TASK DIRECTIONS: Print the listing once more, exactly as it stands.

· · ·

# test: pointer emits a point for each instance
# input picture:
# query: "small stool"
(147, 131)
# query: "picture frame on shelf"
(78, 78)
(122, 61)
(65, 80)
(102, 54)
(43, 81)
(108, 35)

· · ·

SOLUTION TO THIS EXERCISE:
# test: pointer emits a point for each instance
# input picture:
# query: "small stool"
(147, 131)
# query: "picture frame on shelf"
(78, 78)
(122, 61)
(65, 80)
(102, 54)
(43, 81)
(108, 35)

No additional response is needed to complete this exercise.